+++ Reading text +++

March 31, 2018 posted by Jonathan Boschen

GM’s Power Primer ‘ABC’ Series – Part 2: The Sound Masters Sequels

This is the second of two articles regarding a forgotten, but noteworthy educational cartoon series produced by General Motors. Last weeks article took a look at it’s first installment, The ABC of Internal Combustion Engines, a film the author considers to be one of the greatest industrial training films EVER made. This second and last article takes a look at it’s final three films.

Following The ABC of Internal Combustion Engines, four additional Technicolor “Power Primer” cartoons were to be produced for General Motors’ by Herb Lamb Productions. However this would not to be. Despite the positive reception of The ABC of Internal Combustion Engines and other industrials such as “Design for Arc Welded Structures”, Herb Lamb Productions was not able to support itself financially and in 1948 declared bankruptcy. Further details regarding this bankruptcy and one of it’s 1952 Supreme Court cases can be read on Google Books: Supreme Court of the State of New York: Appellate Division-First Department. In May of 1948 Herb Lamb apparently ended his career as an independent animation producer, and took a job as a production manager at a motion picture studio being established by Winthrop Rockerfeller.

+++ Record extracts +++

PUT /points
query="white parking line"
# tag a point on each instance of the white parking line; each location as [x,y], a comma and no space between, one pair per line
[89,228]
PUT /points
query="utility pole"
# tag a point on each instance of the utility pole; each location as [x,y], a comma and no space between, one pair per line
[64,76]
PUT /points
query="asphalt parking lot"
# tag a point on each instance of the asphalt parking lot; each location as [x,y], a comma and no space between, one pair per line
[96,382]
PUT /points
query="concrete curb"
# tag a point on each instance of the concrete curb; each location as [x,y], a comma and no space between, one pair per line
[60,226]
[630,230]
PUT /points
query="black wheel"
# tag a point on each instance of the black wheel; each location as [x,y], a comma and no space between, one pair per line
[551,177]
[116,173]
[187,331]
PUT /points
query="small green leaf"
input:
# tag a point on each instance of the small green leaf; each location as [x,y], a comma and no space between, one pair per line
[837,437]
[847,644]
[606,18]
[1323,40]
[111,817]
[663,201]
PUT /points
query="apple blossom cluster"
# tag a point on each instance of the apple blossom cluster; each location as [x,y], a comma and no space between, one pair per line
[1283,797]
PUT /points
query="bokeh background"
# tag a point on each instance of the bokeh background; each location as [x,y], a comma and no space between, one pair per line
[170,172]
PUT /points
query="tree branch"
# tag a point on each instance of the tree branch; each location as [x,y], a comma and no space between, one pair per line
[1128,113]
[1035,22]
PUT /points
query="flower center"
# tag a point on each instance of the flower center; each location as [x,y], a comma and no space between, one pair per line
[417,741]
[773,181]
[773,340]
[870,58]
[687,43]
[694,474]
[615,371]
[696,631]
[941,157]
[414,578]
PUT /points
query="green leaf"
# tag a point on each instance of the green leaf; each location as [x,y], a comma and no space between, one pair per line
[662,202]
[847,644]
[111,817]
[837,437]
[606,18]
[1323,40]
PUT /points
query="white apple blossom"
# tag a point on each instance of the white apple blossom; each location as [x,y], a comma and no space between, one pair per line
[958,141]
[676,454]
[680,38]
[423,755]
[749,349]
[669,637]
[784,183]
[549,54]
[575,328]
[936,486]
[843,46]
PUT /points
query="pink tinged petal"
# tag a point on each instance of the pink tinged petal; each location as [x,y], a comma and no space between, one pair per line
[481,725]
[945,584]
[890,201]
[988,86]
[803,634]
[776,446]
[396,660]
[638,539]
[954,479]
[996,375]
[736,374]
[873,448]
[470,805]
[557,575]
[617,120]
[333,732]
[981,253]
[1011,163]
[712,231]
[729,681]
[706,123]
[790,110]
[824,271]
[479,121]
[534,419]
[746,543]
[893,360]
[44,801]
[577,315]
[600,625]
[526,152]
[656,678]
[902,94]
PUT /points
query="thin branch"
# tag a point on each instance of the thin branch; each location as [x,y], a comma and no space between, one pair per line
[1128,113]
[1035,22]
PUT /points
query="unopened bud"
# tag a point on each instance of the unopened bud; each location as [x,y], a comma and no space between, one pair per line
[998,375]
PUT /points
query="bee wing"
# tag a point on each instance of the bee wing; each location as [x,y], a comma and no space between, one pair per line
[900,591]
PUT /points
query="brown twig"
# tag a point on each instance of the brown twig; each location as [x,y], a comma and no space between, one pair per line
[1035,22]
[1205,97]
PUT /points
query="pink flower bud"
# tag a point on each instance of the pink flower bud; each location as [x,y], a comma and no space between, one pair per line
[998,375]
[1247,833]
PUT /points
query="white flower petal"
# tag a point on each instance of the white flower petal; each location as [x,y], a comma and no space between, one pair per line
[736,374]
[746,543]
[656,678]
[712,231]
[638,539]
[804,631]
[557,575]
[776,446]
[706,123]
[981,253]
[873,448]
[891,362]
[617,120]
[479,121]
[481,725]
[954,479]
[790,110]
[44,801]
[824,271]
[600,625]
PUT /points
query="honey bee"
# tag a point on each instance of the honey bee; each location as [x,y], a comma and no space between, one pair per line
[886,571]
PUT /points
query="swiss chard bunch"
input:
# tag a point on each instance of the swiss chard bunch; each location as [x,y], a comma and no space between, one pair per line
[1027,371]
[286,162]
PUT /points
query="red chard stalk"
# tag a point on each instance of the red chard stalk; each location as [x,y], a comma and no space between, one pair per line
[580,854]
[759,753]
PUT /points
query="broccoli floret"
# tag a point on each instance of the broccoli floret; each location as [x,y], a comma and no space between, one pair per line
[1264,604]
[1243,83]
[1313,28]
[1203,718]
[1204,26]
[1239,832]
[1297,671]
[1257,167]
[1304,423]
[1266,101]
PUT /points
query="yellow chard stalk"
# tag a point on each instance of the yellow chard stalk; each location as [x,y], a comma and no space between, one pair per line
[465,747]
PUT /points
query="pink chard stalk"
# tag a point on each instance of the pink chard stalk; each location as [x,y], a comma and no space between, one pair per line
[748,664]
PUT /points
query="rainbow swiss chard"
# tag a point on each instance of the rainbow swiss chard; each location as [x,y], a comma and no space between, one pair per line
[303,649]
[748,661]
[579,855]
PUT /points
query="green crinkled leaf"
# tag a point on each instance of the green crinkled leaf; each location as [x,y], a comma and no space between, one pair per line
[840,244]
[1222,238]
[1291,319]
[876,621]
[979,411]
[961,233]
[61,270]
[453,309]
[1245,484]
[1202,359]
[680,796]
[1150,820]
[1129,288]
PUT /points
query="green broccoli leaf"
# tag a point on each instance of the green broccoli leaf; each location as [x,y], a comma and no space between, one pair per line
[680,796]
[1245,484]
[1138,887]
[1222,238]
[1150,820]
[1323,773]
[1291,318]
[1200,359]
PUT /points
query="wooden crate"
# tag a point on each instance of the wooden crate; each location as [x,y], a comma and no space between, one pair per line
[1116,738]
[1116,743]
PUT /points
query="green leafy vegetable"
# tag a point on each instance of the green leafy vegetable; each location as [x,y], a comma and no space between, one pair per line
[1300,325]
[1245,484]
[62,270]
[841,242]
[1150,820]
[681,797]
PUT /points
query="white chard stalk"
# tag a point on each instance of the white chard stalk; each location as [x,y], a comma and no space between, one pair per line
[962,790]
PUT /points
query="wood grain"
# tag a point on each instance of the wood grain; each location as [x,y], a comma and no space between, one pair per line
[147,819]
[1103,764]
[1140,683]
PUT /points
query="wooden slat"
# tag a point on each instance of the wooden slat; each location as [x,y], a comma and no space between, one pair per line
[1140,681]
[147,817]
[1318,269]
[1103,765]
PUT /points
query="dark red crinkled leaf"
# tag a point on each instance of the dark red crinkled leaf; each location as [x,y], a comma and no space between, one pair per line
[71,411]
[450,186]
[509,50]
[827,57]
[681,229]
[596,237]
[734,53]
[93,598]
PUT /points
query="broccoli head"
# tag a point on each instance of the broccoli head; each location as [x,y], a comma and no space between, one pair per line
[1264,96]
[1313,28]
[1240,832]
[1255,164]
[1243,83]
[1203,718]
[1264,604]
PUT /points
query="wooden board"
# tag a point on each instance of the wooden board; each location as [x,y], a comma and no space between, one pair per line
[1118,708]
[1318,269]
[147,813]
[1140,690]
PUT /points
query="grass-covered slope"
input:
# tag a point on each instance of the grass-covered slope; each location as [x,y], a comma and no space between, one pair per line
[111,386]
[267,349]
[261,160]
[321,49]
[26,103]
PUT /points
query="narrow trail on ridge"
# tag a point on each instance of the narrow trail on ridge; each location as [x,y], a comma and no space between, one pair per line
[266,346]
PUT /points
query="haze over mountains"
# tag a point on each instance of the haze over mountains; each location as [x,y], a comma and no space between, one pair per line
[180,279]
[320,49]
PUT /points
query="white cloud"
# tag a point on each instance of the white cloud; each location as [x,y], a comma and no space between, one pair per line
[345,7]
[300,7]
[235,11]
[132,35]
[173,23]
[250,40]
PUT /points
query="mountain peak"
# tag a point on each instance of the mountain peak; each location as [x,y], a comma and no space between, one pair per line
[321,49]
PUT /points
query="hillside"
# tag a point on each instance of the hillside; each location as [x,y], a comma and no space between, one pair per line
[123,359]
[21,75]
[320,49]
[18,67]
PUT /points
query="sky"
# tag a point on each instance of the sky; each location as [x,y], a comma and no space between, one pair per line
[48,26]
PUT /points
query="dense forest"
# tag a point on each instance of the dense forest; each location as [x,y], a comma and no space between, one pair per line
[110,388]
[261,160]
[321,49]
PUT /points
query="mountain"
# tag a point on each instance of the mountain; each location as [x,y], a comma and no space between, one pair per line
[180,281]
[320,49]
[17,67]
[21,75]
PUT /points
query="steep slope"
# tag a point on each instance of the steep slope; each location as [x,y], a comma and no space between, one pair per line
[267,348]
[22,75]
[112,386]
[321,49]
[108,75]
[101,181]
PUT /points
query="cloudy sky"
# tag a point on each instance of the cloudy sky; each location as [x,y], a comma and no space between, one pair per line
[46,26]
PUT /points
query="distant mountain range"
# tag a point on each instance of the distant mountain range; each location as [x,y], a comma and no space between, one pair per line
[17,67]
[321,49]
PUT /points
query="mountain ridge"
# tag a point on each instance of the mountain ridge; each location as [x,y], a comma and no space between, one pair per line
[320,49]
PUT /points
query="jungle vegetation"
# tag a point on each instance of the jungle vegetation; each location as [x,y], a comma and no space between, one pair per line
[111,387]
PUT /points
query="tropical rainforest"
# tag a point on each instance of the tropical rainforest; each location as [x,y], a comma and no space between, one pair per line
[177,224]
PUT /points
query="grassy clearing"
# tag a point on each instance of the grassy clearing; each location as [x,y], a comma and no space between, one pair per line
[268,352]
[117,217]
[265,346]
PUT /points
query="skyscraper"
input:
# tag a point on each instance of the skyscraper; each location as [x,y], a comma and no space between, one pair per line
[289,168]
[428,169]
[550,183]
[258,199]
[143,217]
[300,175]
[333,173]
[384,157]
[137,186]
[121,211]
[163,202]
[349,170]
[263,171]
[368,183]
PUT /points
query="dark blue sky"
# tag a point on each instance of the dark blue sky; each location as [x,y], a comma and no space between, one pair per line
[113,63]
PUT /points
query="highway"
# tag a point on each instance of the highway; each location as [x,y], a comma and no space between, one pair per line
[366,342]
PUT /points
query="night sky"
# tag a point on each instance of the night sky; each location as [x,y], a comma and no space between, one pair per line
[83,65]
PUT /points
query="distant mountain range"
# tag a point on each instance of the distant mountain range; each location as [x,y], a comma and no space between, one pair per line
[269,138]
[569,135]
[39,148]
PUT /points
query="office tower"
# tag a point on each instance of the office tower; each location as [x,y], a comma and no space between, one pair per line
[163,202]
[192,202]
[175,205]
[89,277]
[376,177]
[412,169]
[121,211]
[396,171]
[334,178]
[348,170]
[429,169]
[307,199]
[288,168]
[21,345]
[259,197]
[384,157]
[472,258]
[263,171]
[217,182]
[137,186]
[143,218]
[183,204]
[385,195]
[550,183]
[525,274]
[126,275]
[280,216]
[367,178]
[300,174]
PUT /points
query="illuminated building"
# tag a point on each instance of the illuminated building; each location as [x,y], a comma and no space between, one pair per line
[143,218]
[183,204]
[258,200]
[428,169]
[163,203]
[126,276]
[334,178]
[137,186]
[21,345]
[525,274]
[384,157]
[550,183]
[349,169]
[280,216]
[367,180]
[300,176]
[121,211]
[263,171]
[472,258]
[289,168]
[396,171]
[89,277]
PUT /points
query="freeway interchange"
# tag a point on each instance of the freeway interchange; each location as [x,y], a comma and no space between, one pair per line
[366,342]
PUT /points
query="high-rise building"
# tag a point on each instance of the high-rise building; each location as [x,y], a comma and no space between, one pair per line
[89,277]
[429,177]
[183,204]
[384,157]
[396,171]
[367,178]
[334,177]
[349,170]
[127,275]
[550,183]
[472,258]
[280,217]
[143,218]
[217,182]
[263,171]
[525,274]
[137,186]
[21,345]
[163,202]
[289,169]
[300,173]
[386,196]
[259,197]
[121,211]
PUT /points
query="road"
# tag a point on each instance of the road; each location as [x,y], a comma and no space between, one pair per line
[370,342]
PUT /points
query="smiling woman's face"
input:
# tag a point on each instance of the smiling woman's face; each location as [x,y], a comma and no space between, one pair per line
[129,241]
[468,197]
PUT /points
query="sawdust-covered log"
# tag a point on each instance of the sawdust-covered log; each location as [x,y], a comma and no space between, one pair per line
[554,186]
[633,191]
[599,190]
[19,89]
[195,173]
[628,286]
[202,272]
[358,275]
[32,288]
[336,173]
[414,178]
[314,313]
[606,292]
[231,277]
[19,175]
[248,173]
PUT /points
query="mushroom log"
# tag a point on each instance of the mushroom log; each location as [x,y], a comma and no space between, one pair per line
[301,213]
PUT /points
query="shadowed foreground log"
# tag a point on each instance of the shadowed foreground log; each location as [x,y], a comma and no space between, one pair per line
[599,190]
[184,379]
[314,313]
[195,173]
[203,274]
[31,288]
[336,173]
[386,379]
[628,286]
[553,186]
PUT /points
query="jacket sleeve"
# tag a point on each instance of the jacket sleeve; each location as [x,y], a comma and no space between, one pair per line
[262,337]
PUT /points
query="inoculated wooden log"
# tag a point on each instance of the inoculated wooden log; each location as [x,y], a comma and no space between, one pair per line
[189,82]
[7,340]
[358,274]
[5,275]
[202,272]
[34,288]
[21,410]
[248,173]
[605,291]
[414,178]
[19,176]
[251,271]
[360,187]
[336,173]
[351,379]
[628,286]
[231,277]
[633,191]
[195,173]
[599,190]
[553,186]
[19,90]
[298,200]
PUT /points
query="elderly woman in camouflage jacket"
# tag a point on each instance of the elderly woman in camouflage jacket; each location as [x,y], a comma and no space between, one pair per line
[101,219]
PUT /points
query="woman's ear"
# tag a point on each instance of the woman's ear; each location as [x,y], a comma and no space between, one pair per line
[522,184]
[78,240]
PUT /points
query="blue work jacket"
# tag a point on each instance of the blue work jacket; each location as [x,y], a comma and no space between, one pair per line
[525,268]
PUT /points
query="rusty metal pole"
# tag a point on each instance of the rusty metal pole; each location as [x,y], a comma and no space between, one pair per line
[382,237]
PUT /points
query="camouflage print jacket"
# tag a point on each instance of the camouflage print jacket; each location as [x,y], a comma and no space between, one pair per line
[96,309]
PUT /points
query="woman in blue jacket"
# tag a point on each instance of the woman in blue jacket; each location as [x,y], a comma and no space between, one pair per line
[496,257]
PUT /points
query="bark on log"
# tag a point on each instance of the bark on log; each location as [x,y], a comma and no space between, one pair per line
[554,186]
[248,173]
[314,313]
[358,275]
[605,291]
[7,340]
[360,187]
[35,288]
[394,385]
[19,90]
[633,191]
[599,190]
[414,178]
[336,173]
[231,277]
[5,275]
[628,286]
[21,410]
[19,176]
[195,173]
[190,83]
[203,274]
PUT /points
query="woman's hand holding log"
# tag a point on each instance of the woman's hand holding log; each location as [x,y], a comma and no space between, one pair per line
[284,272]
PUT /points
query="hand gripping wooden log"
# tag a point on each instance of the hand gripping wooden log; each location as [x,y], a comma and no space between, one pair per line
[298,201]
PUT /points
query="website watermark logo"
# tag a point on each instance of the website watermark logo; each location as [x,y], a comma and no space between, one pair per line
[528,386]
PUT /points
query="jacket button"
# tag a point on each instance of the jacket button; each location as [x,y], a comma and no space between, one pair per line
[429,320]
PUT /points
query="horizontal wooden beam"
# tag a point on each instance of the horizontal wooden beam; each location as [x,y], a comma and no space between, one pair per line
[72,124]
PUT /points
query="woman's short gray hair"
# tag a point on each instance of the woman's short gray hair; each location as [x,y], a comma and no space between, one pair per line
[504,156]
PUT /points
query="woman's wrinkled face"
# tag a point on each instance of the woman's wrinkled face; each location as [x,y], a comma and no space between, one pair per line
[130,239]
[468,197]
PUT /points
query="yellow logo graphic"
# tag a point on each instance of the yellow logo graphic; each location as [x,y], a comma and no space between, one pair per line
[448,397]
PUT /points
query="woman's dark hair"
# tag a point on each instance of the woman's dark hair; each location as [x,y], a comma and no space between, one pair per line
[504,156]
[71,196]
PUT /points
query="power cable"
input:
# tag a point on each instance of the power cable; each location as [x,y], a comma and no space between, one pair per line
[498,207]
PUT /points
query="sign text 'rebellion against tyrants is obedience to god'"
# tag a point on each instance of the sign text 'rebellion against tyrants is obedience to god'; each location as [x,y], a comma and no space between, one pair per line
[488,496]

+++

**Exercise instructions**
According to the article about General Motors' Power Primer cartoons, in what year did Herb Lamb Productions declare bankruptcy?

**Written response**
1948